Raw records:
^^^^^^^^^^^^^^^^
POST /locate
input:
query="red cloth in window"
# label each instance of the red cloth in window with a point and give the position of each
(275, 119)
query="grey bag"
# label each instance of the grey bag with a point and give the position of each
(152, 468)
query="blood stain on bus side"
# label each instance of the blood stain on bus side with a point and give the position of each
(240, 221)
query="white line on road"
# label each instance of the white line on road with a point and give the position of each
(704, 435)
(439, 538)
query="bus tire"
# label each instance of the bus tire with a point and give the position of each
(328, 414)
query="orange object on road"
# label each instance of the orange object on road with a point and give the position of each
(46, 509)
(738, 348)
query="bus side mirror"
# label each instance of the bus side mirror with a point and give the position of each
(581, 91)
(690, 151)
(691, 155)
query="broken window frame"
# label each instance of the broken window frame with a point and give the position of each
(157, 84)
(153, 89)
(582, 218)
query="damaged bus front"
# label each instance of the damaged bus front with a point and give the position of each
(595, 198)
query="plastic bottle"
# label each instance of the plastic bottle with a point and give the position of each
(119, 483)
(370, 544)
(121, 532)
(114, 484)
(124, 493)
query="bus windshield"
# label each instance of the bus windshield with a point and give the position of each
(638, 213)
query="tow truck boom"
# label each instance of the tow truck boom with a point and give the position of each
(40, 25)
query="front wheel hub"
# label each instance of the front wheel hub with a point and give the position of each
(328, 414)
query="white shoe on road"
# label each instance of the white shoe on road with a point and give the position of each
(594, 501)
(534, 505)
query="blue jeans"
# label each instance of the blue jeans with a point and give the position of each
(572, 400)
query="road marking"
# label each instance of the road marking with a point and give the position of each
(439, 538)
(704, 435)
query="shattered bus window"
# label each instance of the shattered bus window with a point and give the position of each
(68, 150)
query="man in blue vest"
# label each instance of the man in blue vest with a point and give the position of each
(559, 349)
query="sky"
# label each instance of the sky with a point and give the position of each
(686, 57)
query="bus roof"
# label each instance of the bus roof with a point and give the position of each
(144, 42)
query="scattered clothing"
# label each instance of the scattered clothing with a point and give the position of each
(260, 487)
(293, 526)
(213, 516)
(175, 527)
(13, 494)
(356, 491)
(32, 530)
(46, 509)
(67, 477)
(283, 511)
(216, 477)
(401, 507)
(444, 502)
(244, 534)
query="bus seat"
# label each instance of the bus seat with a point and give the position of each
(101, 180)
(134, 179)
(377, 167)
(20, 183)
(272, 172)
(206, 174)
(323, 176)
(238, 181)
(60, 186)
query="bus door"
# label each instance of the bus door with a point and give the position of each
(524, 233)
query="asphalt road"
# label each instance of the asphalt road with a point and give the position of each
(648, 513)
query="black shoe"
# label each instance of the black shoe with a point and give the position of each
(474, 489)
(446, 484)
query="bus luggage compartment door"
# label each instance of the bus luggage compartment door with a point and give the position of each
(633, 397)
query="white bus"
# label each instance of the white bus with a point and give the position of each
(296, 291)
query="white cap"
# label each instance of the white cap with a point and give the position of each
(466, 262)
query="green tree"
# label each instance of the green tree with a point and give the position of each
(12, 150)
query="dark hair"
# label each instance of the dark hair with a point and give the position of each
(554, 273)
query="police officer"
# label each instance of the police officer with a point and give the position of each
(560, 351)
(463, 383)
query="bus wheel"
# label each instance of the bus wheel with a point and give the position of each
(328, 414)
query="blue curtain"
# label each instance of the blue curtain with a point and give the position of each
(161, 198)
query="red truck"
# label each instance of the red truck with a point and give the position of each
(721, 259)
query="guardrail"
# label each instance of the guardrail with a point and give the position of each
^^^^^^^^^^^^^^^^
• **Task**
From the data above, extract every line in its exact form.

• **Problem solution**
POST /locate
input:
query="red cloth in window"
# label each instance of the red cloth in window with a point and give the position of each
(275, 119)
query="grey bag"
# label each instance of the grey bag with a point and give the position of each
(152, 468)
query="blood stain on bus side"
# label each instance of the blood stain on bus side with a point and give the position of each
(240, 221)
query="white line on road"
# label each instance of the white line on road with a point and give the position of each
(704, 435)
(439, 538)
query="bus tire"
# label each instance of the bus tire with a point and give the position of each
(328, 414)
query="orange object on road"
# label each instance of the orange object on road with a point and give the position of each
(46, 509)
(738, 348)
query="bus side mirror"
# label each instance of the bus side mirror with a point and give the position of each
(581, 91)
(690, 151)
(691, 155)
query="broken window frame"
# label each instance of the broken window frame with a point and give the position of each
(157, 84)
(153, 89)
(582, 218)
query="damaged bus front"
# label each instance of the damaged bus front with a point and give the position of each
(595, 198)
query="plastic bottle"
# label each instance of the plastic bottle with a point and give the position of each
(119, 483)
(370, 544)
(121, 532)
(114, 484)
(124, 493)
query="bus windshield"
# label each instance of the bus windshield with a point and give the position of each
(638, 213)
query="tow truck boom"
# label each instance of the tow truck boom with a point and give the position of each
(40, 25)
query="front wheel hub"
# label each instance of the front wheel hub with a point and give the position of each
(328, 414)
query="white shoe on road"
# label each instance of the white shoe on road with a point and give the position of each
(594, 501)
(534, 505)
query="blue jeans"
# label each instance of the blue jeans with a point and give the position of each
(572, 400)
query="road marking"
# label each instance of the road marking with a point and give the position of each
(439, 538)
(704, 435)
query="shattered bus window"
# label each instance of the shattered bus window with a point and give the position of each
(68, 150)
query="man in blue vest"
# label each instance of the man in blue vest with a point and give the position of each
(559, 349)
query="sky"
# label each instance of the sky with a point and give the position of each
(686, 57)
query="bus roof"
# label each instance of the bus roof with a point and give the position of each
(144, 42)
query="scattered clothing"
# label each instance of the scattered clothing with a point and give the position of each
(260, 487)
(293, 526)
(213, 516)
(175, 527)
(13, 494)
(356, 491)
(32, 530)
(46, 509)
(67, 477)
(283, 511)
(216, 477)
(401, 507)
(444, 502)
(244, 534)
query="bus seat"
# label each instance of the bus seat with a point and give the position of each
(101, 180)
(134, 179)
(377, 167)
(20, 183)
(272, 172)
(206, 174)
(323, 176)
(238, 181)
(60, 186)
query="bus door"
# label each instance of the bus door with a point and give the position of each
(524, 233)
query="asphalt road"
# label each instance of the asphalt road with a point and give the position of each
(648, 513)
query="black shoe"
# label each instance of the black shoe with a point and give the position of each
(474, 489)
(446, 484)
query="bus luggage compartment door"
# label each instance of the bus luggage compartment door with a point and give the position of each
(633, 397)
query="white bus"
# label each instance of the white bus with a point and give the position of each
(296, 291)
query="white cap"
# label each instance of the white cap with a point and give the position of each
(466, 262)
query="green tree"
# label each instance of the green tree with a point and give the position of each
(12, 150)
query="dark hair"
# label each instance of the dark hair with a point and give the position of each
(554, 273)
query="police officer"
# label each instance of the police officer with a point and give the position of each
(560, 351)
(463, 383)
query="bus wheel"
# label each instance of the bus wheel with a point and give the position of each
(328, 414)
query="blue curtain"
# label each instance of the blue curtain with a point and give the position of each
(161, 198)
query="red truck"
# label each instance of the red truck with a point and give the position of each
(721, 259)
query="guardrail"
# label each instance of the guardrail with a point and give the position of each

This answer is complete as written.